(Texto proporcionado)
◇ ◇ ◇ ◇ ◇ ◇ ◇
Hoy ya no existe la estatua de Stalin en Rustaveli, pero la memoria del dictador sigue viva entre los georgianos; muchos de los mayores lo asocian llenos de nostalgia con la estabilidad de las épocas soviéticas y para muchos jóvenes se ha convertido en una especie de ícono punk. La meca de estos sentimientos encontrados está en Gori, situada a apenas 60 kilómetros de la capital y ciudad natal del dictador, donde se encuentra su museo; allí llegamos una lluviosa tarde de domingo con Dimitri, el conductor que hemos contratado en Tbilisi y que quiere acompañarnos en esta visita que él nunca ha realizado.

El anterior Gobierno, rabiosamente anti ruso, pensaba cerrar este gran mausoleo del más puro gótico socialista, pero las tornas políticas han cambiado y el Ayuntamiento ya pide que vuelva a ponerse en pie el gran monumento de Stalin que presidía la plaza central de la ciudad. También hay planes para reacondicionar el museo. Buena falta que le hace. A juzgar por la luz mortecina que nos recibe, da la sensación de que allí no se ha cambiado una bombilla desde la caída del muro. Tampoco parece que haya dinero para calefacción, porque en el interior del edificio hace mucho más frío que en la calle, como si quisieran crionizar el recuerdo de Stalin del mismo modo que las leyendas urbanas dicen que se encuentra el cuerpo de Walt Disney. Siete euros; la entrada del museo es carísima para un país donde el 90% de sus habitantes gana menos de 400 euros al mes, imagino que para desanimar al visitante local.

El día de mi visita solo hay rusos y algún americano que no deja de recordarnos en voz alta las barbaridades del zar rojo. Con desidia soviética, la guía nos indica que subamos por una gran escalera de mármol a la parte superior del edificio donde nos esperan algunos cuadros que representan a Stalin de niño, mostrando una determinación y una cara de mala leche que ya deberían causar estragos en el patio del colegio. La guía, sin abandonar un tono monótono que invitaría a una siesta si no hiciera tanto frío, nos advierte que las autoridades han decidido dejar el contenido del museo tal como estaba cuando fue construido en los años 50, sin puntualizar el contexto histórico ni señalar las tropelías variadas del gran genio del mal; algo así como si en Alemania nos enseñaran una exposición dedicada a Hitler como salvador de la patria. No parece una decisión ideológica sino más bien económica, según nos anuncian algunas humedades de las paredes.
◇ ◇ ◇ ◇ ◇ ◇ ◇
(Extractos de un conjunto de datos sobre señalamiento de objetos)
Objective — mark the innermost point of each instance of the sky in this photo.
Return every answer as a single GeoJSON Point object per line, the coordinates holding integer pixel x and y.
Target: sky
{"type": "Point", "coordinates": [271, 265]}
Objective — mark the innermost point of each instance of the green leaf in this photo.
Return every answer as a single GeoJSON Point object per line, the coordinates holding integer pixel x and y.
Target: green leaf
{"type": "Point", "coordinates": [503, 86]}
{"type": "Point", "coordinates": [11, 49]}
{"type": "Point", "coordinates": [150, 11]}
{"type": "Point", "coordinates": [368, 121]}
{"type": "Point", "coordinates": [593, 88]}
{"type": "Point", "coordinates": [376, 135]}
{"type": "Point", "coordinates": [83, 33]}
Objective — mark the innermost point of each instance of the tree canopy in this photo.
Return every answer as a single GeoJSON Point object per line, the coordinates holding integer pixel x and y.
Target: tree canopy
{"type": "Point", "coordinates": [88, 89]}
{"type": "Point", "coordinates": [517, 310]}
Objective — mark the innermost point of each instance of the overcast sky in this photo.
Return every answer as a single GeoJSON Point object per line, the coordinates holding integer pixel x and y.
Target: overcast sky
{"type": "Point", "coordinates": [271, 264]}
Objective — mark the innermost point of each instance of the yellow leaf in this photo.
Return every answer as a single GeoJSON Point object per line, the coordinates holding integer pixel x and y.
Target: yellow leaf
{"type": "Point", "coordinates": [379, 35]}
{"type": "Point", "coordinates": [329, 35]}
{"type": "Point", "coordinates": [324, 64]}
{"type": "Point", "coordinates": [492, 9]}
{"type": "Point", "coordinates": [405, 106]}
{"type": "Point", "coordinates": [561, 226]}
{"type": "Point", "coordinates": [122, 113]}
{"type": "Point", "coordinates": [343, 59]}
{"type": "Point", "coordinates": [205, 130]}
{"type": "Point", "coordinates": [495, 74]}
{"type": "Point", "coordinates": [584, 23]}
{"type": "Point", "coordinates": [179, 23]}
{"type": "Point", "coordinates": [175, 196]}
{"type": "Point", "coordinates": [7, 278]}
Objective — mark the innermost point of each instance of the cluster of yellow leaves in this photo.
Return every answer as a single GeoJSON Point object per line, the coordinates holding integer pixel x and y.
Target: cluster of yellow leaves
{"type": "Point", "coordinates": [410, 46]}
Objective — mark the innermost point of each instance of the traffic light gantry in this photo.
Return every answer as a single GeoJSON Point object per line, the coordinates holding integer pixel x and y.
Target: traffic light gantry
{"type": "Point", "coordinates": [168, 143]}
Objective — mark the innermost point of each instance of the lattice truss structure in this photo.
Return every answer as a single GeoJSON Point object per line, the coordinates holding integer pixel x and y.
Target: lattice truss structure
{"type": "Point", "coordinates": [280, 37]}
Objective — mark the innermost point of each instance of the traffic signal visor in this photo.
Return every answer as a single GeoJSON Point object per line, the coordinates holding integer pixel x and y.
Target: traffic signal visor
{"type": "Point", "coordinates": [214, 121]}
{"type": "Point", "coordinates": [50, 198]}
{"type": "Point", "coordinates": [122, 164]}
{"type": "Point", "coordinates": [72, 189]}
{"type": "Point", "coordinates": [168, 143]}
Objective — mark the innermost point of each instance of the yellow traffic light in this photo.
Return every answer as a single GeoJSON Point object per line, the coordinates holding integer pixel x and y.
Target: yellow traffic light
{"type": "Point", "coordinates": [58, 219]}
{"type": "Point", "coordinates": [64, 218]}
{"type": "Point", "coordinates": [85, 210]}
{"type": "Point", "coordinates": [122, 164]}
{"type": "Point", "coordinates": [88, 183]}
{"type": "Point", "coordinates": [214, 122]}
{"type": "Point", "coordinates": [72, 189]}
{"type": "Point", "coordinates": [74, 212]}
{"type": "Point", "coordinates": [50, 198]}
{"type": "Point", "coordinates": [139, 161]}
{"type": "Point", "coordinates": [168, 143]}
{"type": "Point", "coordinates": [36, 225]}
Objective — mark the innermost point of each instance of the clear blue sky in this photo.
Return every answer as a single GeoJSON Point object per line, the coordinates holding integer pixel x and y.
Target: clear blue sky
◇ ◇ ◇ ◇ ◇ ◇ ◇
(Indicación)
Prosigue el texto sobre la visita al museo de Stalin en Gori a partir de su última frase. Las filas son un material independiente del texto.

(Respuesta final)
La primera parte de la exposición nos muestra el ascenso de Koba, el conspirador, a la sala de mando del Kremlin. En ninguna de ellas aparecen la multitud de compañeros de viaje que hizo pasar por la túrmix. Más adelante vemos los muebles de su despacho, los uniformes, que nos recuerdan que apenas medía 1,60 de estatura, y hasta sus celebres pipas. En una gran sala oval reposa su máscara mortuoria, seguida de otra con los más disparatados regalos hechos al dictador, desde sus obras completas escritas en un grano de arroz a un jarrón de cuatro metros con su cara, pasando por un precioso abrigo de marta cibelina.

Después descendemos de nuevo la escalera de mármol y salimos fuera del edificio. Allí, cubierto con un templete del más puro neoclasicismo soviético, está la humilde choza de madera y ladrillo de adobe donde nació Stalin. En las fotos de los años cincuenta vemos a enormes colas de personas esperando para visitar este portal de belén comunista pero hoy apenas somos cuatro gatos los que miramos la toalla llena de agujeros del Zar rojo en una de las vitrinas.

En el patio que lleva a la salida está la última escala de la visita, su impresionante vagón de tren personal, en el que realizaba todos sus viajes debido a su miedo a volar. En él asistió a las conferencias de Yalta y Potsdam, donde se embolsó la mitad de Europa. La tienda de souvenirs es más bien pobre, con apenas unos posavasos, unas cerrillas y un par de camisetas cutres con la cara del dictador. Deberían contratar un consultor de Lourdes o Fátima y completar un poco los ingresos con un merchandising decente. Quizá así podrían encender de vez en cuando la calefacción.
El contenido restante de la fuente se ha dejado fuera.